**TASK TO COMPLETE**
Please copy out the material word for word, starting with the line that contains "If you could tag the spruce" and going on through the line that contains "(1016, 727)", with both of those lines included.

**EXERCISE INPUTS**
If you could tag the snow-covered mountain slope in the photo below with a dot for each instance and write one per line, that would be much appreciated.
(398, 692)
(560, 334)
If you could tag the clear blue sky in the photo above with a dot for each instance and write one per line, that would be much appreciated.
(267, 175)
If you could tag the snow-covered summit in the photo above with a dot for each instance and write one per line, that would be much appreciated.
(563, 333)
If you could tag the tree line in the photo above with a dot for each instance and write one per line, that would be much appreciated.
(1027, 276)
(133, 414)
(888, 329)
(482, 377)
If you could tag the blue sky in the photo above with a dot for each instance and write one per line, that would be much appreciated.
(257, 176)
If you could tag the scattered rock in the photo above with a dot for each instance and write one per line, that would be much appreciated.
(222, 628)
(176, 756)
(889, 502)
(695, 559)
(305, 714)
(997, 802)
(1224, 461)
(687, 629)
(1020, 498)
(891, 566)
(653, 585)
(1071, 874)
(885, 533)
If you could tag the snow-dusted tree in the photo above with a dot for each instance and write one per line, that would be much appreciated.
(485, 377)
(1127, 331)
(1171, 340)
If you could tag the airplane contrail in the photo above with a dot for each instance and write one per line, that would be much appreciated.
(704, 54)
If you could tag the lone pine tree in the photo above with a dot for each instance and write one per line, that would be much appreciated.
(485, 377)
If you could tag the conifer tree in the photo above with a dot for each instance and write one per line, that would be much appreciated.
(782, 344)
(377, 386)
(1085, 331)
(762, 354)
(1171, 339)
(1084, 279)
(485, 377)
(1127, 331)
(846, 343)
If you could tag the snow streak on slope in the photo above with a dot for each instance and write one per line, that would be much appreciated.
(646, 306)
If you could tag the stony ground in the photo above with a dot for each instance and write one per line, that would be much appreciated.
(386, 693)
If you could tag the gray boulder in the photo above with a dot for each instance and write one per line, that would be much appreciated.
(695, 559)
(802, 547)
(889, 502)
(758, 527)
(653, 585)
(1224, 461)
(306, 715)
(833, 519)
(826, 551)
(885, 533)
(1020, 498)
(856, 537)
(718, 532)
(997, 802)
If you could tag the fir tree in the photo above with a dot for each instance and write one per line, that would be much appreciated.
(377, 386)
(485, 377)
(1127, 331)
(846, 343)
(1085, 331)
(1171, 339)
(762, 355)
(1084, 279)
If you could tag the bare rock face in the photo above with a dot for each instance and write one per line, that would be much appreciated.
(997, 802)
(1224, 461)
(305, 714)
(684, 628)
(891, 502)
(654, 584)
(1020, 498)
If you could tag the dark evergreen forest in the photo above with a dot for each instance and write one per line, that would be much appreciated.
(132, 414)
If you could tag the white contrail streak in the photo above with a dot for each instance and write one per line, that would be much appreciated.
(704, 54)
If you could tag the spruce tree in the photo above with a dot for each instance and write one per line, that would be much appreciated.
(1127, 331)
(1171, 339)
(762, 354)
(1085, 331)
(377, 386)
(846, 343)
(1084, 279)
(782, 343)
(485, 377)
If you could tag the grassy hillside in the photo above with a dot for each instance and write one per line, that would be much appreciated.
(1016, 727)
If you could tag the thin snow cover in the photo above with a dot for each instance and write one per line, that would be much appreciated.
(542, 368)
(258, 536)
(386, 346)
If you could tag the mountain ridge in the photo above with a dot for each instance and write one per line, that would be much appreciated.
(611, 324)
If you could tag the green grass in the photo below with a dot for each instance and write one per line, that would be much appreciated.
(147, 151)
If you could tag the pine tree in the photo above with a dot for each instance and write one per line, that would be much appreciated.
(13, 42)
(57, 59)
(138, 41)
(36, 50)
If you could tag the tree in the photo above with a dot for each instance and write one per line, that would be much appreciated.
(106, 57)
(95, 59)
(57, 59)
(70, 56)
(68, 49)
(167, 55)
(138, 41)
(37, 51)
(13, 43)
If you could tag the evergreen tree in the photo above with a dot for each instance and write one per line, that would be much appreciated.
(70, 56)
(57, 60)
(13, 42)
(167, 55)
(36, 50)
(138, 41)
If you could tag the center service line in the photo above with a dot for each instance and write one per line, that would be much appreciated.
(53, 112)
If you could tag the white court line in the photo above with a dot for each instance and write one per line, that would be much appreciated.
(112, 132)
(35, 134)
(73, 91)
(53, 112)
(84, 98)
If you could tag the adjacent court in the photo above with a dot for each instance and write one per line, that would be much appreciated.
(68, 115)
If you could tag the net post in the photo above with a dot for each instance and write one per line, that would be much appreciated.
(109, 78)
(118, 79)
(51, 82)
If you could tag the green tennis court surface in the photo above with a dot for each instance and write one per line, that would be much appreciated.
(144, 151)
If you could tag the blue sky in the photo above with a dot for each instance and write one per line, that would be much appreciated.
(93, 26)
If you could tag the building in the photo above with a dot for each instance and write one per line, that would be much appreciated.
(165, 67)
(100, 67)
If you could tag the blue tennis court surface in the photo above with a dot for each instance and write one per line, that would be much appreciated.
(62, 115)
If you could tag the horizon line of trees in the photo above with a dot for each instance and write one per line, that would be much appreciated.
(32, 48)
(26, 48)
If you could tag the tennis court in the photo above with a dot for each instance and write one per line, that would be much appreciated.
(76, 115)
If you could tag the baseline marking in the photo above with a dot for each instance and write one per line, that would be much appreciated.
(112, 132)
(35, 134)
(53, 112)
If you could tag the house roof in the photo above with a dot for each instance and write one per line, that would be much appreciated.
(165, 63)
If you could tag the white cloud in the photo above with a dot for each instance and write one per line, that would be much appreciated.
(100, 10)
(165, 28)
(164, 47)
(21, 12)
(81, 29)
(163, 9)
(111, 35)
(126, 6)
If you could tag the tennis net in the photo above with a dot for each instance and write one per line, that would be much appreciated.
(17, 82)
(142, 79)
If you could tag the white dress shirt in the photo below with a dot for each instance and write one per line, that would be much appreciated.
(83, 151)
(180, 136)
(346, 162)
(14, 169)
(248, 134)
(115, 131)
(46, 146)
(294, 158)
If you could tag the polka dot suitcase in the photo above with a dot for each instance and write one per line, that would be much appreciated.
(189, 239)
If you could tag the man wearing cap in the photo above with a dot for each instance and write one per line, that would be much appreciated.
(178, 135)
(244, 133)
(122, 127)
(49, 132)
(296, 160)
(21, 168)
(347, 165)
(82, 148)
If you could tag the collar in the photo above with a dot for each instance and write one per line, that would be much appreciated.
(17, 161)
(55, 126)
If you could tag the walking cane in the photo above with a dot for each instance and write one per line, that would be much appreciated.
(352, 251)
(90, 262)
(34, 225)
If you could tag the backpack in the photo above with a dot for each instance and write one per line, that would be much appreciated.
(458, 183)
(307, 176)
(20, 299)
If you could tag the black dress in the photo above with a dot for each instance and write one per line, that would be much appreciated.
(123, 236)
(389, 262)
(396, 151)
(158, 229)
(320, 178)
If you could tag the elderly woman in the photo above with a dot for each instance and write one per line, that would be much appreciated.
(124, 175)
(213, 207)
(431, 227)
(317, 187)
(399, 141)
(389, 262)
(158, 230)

**OUTPUT FOR THIS TASK**
If you could tag the spruce tree in the photo above with a dot for each instance and write one per line, that would be much appreciated.
(1127, 331)
(1171, 339)
(762, 354)
(1085, 331)
(377, 386)
(846, 343)
(1084, 279)
(782, 343)
(485, 377)
If you could tag the grassy hillside in the photo above with a dot for each instance and write one per line, that would be much appreciated.
(1016, 727)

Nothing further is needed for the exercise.